### Source records:

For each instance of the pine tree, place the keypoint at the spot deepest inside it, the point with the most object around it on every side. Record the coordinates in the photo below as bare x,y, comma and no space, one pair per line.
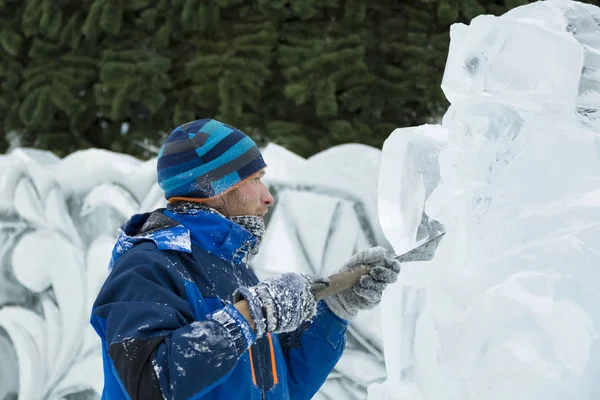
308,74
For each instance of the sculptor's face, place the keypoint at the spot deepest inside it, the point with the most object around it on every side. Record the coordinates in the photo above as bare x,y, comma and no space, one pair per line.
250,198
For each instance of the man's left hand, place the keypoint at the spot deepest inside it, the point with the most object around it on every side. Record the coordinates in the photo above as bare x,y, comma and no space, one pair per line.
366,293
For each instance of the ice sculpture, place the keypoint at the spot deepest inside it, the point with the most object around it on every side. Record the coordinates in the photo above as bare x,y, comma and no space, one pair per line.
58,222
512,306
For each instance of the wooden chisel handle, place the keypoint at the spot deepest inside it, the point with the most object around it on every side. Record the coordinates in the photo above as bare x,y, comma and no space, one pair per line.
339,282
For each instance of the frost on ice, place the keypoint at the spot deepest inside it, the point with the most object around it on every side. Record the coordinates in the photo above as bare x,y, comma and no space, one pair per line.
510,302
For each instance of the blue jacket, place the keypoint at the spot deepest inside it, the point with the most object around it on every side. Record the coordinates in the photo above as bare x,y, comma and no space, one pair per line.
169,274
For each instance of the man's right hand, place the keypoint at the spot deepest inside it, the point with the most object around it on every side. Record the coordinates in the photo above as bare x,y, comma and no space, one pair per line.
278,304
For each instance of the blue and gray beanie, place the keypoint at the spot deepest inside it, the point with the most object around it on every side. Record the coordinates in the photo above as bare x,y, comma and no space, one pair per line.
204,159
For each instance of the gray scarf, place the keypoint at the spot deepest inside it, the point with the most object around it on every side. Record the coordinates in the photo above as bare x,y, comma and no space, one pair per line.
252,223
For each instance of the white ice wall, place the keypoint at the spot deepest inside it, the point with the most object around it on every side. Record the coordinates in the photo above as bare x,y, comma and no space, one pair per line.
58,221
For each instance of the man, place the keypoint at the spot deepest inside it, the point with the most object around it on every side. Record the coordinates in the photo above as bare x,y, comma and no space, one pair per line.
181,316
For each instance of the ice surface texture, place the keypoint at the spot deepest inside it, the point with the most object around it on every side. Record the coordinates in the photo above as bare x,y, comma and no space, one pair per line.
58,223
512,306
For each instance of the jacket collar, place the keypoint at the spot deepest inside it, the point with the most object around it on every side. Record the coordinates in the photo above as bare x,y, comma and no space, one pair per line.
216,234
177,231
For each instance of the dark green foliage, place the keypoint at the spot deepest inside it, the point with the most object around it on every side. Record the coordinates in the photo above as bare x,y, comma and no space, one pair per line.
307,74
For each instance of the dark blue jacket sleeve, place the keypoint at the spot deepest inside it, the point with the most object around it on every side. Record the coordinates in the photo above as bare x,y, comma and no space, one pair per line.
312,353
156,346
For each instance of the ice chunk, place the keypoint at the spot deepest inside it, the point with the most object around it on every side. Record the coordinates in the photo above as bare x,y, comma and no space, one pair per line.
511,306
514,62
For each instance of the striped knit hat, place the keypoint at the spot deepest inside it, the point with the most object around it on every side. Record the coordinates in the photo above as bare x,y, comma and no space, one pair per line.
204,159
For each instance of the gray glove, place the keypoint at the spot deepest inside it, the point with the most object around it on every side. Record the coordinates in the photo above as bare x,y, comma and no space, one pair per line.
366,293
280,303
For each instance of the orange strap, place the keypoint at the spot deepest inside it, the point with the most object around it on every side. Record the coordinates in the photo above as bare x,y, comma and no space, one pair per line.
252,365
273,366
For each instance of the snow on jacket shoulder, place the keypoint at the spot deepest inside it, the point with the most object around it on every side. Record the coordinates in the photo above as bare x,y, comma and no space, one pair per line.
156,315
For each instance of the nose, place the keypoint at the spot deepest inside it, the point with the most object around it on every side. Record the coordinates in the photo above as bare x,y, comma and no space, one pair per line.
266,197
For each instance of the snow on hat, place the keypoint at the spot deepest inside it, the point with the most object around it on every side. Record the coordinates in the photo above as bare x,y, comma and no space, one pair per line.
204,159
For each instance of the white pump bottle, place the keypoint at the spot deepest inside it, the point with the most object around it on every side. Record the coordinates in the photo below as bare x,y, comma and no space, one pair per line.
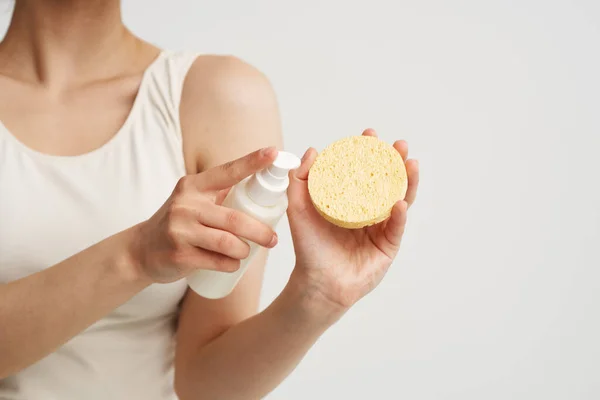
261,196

### Exercise goal:
Copy the records exactly, leaving out every picture.

### Written solution:
For each instance of the pine tree, place the keypoint at the spot deepest inside it, the point with the most object around it on every side. Record the coordinates in the photo below as bare x,y, comma and no space, one pair per line.
308,74
For each instance of the sculptor's face, place the keypoint at the spot deepest inside it, the point with the most object around it on every side. Record the coordinates in the photo above as bare x,y, comma and no space, one pair per line.
250,198
For each instance of the man's left hand, place the keypoint at the spot deepest inside it, the point with the most object around it on every side. Record the coordinates in the photo above as bare x,y, comma and no space, one pair per line.
366,293
For each instance of the ice sculpture, place the keypoint at the spot deepest inside it, the point with the most object around it on every side. Record the coordinates in the photo above as bare x,y, comma and no space, one pair per line.
58,222
512,306
For each instance of the wooden chisel handle, place the keypoint at the spot deepest inside it, the point with the most object around it on every side. Record the coordinates in the photo above as bare x,y, comma and no space, one pair per line.
339,282
For each instance of the frost on ice, place the keypoint at the spot deepest inside it, the point with the most object around it on every side. Record the coordinates in the photo above as bare x,y, comma and no space, one pair per line.
510,302
For each instance of the blue jacket, place the keypoint at the spot deepest inside it, the point with the most object around it on every side. Record the coordinates in the photo above as bare x,y, comma and no space, one pair per line.
169,274
For each instance of the man's right hand, place the keypoint at the spot deepest inside it, the point with the most object around it on every side. Record the coordinates in the photo above as bare x,y, comma and no space, one pair per line.
278,304
For each instance of the blue and gray beanie, place the keypoint at the spot deepest inside it, the point with the most object around it on every side. Record the coordinates in the photo above as bare x,y, comma and no space, one pair per line.
204,159
For each instance of the gray scarf, place the keypoint at the spot deepest inside it, the point with the most object around it on every side. Record the coordinates in the photo above as bare x,y, comma and no space, one pair per line.
252,223
For each instance of the white ice wall, place the keypoint at the spot deepest inside it, the point with the most object around it on every side. Record the coordinates in the photo above as bare x,y, comma and no space, one pair per line.
58,221
For each instance of the man, place the keypoint at the spot deepest inside it, the point with the most object around it on every side. Record the coordinates in the photo above as bare x,y, comma and no space, one pair per line.
181,316
For each instance of the ice surface texture, place the keypoint at the spot deepest inside it, the point with the most object around it on every side. Record the coordinates in the photo above as bare x,y, comma and no space, one pair per line.
58,223
512,306
For each instance of the jacket collar, place the keypoint at the spot deepest inside it, the point with the most object around it on every side. Record the coordinates in the photo above as bare x,y, comma and no space, one pair per line.
216,234
177,231
For each instance of the dark green foliage, place the keypoint at the spot deepest inside it, the point with the most object around it on every side. Record the coordinates in the photo above as bare x,y, comma and no space, one pair per line.
307,74
For each instance of the dark blue jacket sleeve, place the keypoint at the spot deepest inside it, the point with the most object around it on every side. Record the coordinates in the photo above as bare x,y, comma and no space, one pair per line.
312,353
156,346
For each instance of the ice chunk, place the keypoint at the spot deepest inside it, the point with the most object around it on every side. Record the coordinates in the photo above as bare x,y, comma and no space, one pair per line.
511,306
514,62
For each instance of the striped knit hat, place the keypoint at the spot deepest inside it, the point with the most object around it on every side. Record the coordinates in the photo above as bare x,y, comma and no space, one pair per line.
204,159
For each instance of the gray glove, place the keypoint at the spot deepest inside it, the point with the most object around it on every side. Record the coordinates in the photo above as bare x,y, comma and no space, one pair per line.
366,293
280,303
For each instance of the orange strap, place the keypoint at the spot deepest inside it, the point with the most object around it on every side. Record the coordinates in the photo above as bare x,y, comma and no space, one pair per line.
252,365
273,366
For each instance of the snow on jacket shoulder, place the keypoint at the spot deepest inside it, the point with the most object around it on every side. Record the coordinates in the photo above as bare x,y, comma and no space, one pair per line.
156,315
For each instance of the nose, place the keypoint at the spot deepest inside it, the point with the most object around it on every side. Record the coordinates in the photo above as bare x,y, comma and no space, one pair per line.
266,197
For each instance of the snow on hat, place the keypoint at the spot deepest inside it, the point with the most object around it on every side. Record the coordinates in the photo above as bare x,y, comma and no space, one pair per line.
204,159
For each instance of the white pump bottle, place the keypoint at the spot deepest inside it, the point with the most object around it on every side. Record the coordinates in the photo below as bare x,y, comma and no space, one pair per line.
261,196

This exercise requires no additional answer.